■ **Aim of the task**: Copy out the records below, changing "aluminium" to "aluminum" wherever it occurs and leaving all else unchanged.

■ **Excerpted data**:
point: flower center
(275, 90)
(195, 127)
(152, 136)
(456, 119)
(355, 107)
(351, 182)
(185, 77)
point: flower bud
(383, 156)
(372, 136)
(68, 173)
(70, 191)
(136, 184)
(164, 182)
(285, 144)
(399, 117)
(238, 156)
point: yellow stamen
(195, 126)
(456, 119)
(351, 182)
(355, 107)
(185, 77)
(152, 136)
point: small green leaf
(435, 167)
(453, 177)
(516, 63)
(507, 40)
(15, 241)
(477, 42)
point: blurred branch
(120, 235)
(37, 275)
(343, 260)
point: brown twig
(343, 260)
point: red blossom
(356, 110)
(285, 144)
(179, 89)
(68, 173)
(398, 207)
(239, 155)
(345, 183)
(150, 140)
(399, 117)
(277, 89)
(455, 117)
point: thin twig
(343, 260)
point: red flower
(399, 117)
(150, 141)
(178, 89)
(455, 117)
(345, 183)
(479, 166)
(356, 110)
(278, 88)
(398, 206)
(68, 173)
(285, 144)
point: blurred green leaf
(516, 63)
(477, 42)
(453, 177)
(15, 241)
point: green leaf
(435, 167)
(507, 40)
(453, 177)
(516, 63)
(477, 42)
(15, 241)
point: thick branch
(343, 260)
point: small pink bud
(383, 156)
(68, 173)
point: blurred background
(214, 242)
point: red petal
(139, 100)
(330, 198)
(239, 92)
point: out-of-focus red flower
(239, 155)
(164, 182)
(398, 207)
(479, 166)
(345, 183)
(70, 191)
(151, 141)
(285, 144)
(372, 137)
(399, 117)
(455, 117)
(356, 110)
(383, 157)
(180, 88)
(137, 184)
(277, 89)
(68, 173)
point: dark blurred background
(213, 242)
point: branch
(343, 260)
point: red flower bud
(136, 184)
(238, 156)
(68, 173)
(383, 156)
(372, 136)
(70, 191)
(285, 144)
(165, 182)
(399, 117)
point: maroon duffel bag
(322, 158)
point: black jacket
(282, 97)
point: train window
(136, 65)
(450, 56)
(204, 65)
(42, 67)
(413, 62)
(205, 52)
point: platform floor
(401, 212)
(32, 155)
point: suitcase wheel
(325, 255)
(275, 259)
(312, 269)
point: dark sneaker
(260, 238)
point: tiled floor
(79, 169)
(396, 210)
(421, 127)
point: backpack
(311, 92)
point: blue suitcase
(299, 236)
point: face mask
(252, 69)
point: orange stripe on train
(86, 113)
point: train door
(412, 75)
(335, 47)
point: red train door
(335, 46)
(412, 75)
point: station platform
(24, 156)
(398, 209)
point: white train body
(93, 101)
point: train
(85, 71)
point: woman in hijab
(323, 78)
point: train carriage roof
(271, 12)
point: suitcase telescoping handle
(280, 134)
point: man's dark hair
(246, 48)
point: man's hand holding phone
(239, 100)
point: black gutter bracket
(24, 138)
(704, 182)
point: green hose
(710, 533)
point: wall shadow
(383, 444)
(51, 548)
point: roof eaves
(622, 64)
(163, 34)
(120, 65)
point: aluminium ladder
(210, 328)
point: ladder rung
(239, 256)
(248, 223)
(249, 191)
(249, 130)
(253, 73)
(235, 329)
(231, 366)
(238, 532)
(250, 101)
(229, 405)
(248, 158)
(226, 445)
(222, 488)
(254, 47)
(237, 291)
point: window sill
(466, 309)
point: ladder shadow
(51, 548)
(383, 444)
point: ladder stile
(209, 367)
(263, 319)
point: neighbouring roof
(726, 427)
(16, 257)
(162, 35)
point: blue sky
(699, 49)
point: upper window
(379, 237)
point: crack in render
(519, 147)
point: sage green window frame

■ **Expected output**:
point: flower center
(275, 90)
(195, 127)
(152, 136)
(456, 119)
(355, 107)
(351, 182)
(185, 77)
point: flower bud
(383, 156)
(372, 136)
(68, 173)
(70, 191)
(136, 184)
(164, 182)
(285, 144)
(399, 117)
(238, 156)
point: yellow stamen
(195, 126)
(456, 119)
(351, 182)
(355, 107)
(185, 77)
(152, 136)
point: small green leaf
(435, 167)
(453, 177)
(516, 63)
(507, 40)
(15, 241)
(477, 42)
point: blurred branch
(120, 235)
(37, 275)
(343, 260)
point: brown twig
(343, 260)
point: red blossom
(356, 110)
(285, 144)
(179, 89)
(68, 173)
(398, 207)
(239, 155)
(345, 183)
(150, 140)
(399, 117)
(277, 89)
(455, 117)
point: thin twig
(343, 260)
point: red flower
(399, 117)
(150, 141)
(178, 89)
(455, 117)
(345, 183)
(479, 166)
(356, 110)
(278, 88)
(398, 206)
(68, 173)
(285, 144)
point: blurred green leaf
(516, 63)
(477, 42)
(453, 177)
(15, 241)
point: green leaf
(435, 167)
(507, 40)
(453, 177)
(516, 63)
(477, 42)
(15, 241)
point: thick branch
(343, 260)
point: small pink bud
(383, 156)
(68, 173)
point: blurred background
(214, 242)
point: red petal
(139, 100)
(330, 198)
(239, 92)
point: out-of-focus red flower
(239, 155)
(164, 182)
(398, 207)
(479, 166)
(345, 183)
(70, 191)
(151, 141)
(285, 144)
(372, 137)
(399, 117)
(455, 117)
(356, 110)
(383, 157)
(180, 88)
(137, 184)
(277, 89)
(68, 173)
point: dark blurred background
(213, 242)
point: branch
(343, 260)
point: red flower bud
(136, 184)
(238, 156)
(68, 173)
(383, 156)
(372, 136)
(70, 191)
(285, 144)
(165, 182)
(399, 117)
point: maroon duffel bag
(322, 158)
point: black jacket
(282, 97)
point: train window
(136, 65)
(450, 56)
(204, 65)
(42, 67)
(413, 62)
(205, 52)
point: platform floor
(401, 212)
(32, 155)
point: suitcase wheel
(325, 255)
(275, 259)
(312, 269)
point: dark sneaker
(260, 238)
point: tiled floor
(79, 169)
(396, 210)
(421, 127)
point: backpack
(311, 92)
point: blue suitcase
(299, 236)
point: face mask
(252, 69)
point: orange stripe on train
(86, 113)
point: train door
(412, 75)
(335, 47)
point: red train door
(335, 46)
(412, 75)
point: station platform
(24, 156)
(398, 209)
point: white train body
(93, 101)
point: train
(85, 71)
point: woman in hijab
(323, 78)
point: train carriage roof
(271, 12)
point: suitcase telescoping handle
(280, 134)
point: man's dark hair
(246, 48)
point: man's hand holding phone
(239, 100)
point: black gutter bracket
(24, 138)
(704, 182)
point: green hose
(710, 533)
point: wall shadow
(383, 444)
(51, 548)
point: roof eaves
(622, 64)
(163, 34)
(120, 65)
point: aluminum ladder
(210, 328)
point: ladder rung
(239, 256)
(248, 223)
(249, 191)
(249, 130)
(253, 73)
(235, 329)
(231, 366)
(238, 532)
(250, 101)
(229, 405)
(248, 158)
(226, 445)
(222, 488)
(254, 47)
(237, 291)
point: window sill
(466, 309)
point: ladder shadow
(51, 548)
(383, 444)
point: ladder stile
(209, 367)
(263, 319)
point: neighbouring roof
(726, 427)
(16, 257)
(162, 35)
point: blue sky
(699, 49)
point: upper window
(379, 237)
point: crack in render
(519, 147)
point: sage green window frame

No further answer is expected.